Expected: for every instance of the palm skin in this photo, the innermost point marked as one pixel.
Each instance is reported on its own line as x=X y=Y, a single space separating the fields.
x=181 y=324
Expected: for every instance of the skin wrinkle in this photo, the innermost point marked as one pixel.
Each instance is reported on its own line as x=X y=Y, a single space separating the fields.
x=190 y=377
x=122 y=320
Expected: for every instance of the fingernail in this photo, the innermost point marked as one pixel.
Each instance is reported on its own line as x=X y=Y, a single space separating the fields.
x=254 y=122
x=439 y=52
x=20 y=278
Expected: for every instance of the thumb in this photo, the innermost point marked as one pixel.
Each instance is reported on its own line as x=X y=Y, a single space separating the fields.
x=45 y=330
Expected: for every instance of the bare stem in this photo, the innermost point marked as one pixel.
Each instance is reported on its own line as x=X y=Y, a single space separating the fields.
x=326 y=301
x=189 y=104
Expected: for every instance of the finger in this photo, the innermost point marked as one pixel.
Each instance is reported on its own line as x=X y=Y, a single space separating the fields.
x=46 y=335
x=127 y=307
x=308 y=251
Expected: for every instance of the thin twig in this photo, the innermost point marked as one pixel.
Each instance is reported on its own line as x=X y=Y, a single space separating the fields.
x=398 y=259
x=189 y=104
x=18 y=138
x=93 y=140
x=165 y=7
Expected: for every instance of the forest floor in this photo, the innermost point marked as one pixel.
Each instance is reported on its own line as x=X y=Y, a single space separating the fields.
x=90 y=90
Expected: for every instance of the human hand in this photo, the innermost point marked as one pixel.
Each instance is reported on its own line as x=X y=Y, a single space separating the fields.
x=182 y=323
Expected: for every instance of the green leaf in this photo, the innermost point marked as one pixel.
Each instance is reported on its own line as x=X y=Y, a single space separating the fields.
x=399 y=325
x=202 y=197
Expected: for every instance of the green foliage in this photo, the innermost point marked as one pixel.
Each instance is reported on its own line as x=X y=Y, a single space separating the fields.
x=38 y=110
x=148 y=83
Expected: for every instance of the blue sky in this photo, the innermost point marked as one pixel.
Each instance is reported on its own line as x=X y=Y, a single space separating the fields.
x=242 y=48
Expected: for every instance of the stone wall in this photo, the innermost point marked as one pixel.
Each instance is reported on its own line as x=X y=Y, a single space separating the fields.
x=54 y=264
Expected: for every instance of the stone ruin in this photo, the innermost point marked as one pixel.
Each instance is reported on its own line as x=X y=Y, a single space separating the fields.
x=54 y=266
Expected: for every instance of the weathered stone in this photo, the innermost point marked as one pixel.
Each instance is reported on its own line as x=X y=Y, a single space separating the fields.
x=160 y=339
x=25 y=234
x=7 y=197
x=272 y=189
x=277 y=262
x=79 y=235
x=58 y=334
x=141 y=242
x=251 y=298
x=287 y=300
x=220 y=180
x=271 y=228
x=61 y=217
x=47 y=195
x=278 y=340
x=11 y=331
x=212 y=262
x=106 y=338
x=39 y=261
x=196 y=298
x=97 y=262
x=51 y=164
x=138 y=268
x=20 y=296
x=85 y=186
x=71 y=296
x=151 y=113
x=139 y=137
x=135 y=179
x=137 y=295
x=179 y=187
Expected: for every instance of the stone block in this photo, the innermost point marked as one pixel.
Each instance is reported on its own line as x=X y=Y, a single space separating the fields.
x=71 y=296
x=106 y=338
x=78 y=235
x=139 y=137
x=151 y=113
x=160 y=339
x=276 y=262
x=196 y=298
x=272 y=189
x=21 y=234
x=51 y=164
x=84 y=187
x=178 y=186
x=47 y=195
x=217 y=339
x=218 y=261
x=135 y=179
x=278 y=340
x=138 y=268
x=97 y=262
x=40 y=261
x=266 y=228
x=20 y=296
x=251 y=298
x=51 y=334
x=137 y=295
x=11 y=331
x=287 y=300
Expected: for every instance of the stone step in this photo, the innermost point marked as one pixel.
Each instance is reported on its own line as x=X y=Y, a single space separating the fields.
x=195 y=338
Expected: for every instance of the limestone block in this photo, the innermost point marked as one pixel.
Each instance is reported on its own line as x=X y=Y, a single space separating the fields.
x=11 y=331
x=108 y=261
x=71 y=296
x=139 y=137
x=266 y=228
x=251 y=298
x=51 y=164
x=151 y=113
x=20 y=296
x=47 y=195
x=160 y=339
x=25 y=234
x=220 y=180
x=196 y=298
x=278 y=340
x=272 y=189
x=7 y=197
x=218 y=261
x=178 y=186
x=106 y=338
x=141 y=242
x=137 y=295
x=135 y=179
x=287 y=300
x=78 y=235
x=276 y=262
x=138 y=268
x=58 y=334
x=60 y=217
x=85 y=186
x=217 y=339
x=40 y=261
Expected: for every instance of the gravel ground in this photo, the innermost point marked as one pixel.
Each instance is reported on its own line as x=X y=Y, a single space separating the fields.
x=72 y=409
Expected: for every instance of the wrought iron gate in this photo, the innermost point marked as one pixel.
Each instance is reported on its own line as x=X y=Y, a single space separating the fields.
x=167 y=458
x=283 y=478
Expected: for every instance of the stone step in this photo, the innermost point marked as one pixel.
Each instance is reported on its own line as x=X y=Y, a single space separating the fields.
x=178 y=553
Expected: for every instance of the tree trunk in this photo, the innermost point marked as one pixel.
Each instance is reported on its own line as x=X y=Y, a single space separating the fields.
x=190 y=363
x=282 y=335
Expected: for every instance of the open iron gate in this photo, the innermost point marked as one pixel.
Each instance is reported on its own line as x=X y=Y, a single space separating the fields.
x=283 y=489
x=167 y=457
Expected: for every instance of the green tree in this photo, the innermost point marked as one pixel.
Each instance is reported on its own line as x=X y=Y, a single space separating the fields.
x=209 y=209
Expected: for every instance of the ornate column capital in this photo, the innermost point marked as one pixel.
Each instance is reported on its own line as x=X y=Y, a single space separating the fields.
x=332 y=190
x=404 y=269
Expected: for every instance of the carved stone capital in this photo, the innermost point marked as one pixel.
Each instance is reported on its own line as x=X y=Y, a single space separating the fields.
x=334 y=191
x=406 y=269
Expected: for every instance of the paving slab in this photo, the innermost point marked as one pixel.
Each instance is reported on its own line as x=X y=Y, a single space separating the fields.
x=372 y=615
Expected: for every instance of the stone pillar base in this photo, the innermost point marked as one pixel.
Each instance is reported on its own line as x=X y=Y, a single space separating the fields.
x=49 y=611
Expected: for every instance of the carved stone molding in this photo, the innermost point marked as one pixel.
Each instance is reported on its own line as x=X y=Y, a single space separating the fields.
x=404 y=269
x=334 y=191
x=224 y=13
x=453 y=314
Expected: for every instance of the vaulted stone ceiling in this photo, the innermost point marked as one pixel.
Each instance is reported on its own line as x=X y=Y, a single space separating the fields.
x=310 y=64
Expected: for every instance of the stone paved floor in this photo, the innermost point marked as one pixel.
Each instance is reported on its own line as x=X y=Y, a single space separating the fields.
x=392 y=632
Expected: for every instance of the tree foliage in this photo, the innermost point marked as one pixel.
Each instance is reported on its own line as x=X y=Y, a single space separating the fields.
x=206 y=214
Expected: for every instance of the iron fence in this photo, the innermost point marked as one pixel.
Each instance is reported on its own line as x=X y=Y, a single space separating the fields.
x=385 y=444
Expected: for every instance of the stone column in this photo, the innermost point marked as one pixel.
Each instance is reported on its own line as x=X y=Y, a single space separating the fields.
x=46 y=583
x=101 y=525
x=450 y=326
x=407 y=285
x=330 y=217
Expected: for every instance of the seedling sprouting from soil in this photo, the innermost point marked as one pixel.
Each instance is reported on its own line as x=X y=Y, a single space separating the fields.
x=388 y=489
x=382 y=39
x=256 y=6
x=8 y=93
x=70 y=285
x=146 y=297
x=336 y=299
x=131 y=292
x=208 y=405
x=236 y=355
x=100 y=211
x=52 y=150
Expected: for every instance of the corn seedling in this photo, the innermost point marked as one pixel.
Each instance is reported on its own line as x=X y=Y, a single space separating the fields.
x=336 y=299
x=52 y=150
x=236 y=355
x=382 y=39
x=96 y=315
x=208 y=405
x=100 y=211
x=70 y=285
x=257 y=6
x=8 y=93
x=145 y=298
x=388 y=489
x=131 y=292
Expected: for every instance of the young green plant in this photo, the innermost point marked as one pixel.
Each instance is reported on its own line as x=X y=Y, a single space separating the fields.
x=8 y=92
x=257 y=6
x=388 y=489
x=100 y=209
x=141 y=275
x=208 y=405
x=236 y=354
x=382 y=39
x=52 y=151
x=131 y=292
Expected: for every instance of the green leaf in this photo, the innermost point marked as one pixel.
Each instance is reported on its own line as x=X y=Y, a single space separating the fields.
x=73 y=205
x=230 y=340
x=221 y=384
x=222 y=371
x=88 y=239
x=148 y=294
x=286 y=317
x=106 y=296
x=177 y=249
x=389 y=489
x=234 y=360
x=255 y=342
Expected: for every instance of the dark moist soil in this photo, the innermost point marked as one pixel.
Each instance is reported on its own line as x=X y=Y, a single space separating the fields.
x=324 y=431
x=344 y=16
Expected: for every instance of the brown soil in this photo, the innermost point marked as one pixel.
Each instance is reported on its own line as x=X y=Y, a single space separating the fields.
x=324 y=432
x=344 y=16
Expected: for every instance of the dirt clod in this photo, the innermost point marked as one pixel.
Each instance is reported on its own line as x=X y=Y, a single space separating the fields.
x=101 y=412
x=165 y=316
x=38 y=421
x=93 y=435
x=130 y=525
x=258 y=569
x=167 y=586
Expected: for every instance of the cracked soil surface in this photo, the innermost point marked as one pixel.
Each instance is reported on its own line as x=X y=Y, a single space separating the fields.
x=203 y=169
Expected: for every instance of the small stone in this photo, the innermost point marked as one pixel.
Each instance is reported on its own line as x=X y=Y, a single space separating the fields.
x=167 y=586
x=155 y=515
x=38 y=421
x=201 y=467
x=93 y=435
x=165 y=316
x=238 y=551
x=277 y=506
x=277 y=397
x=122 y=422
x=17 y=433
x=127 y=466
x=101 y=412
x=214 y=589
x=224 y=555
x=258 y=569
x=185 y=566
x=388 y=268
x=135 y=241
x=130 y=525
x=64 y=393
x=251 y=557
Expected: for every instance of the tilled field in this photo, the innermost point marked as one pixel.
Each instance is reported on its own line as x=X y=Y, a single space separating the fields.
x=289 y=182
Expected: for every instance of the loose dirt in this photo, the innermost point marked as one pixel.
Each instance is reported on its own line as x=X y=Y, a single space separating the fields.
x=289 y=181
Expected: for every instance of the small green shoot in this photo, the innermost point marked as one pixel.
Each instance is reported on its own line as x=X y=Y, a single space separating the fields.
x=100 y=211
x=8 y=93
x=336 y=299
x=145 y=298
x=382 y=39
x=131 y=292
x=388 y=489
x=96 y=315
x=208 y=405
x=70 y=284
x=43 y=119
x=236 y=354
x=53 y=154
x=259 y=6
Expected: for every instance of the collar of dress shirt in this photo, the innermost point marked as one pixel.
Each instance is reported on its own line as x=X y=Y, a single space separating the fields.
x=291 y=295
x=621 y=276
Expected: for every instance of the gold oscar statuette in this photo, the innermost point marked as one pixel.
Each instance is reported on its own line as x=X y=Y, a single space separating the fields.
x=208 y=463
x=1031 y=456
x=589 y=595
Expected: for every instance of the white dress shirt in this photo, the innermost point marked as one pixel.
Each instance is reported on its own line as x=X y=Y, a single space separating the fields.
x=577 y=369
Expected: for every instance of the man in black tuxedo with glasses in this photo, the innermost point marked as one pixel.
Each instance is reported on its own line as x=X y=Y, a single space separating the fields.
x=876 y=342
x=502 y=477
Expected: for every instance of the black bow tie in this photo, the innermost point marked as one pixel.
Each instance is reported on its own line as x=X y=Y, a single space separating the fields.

§ **WORK REQUIRED**: Copy the data word for word, beginning at the line that contains "Expected: for every instance of the white" and stopping after the line that contains "x=577 y=369".

§ **COMPLETED TASK**:
Expected: for every instance of the white dress shirt in this photo, the innermost point marked as one pixel.
Each instance is reported on its own line as x=X y=Y, a single space separating the fields.
x=577 y=369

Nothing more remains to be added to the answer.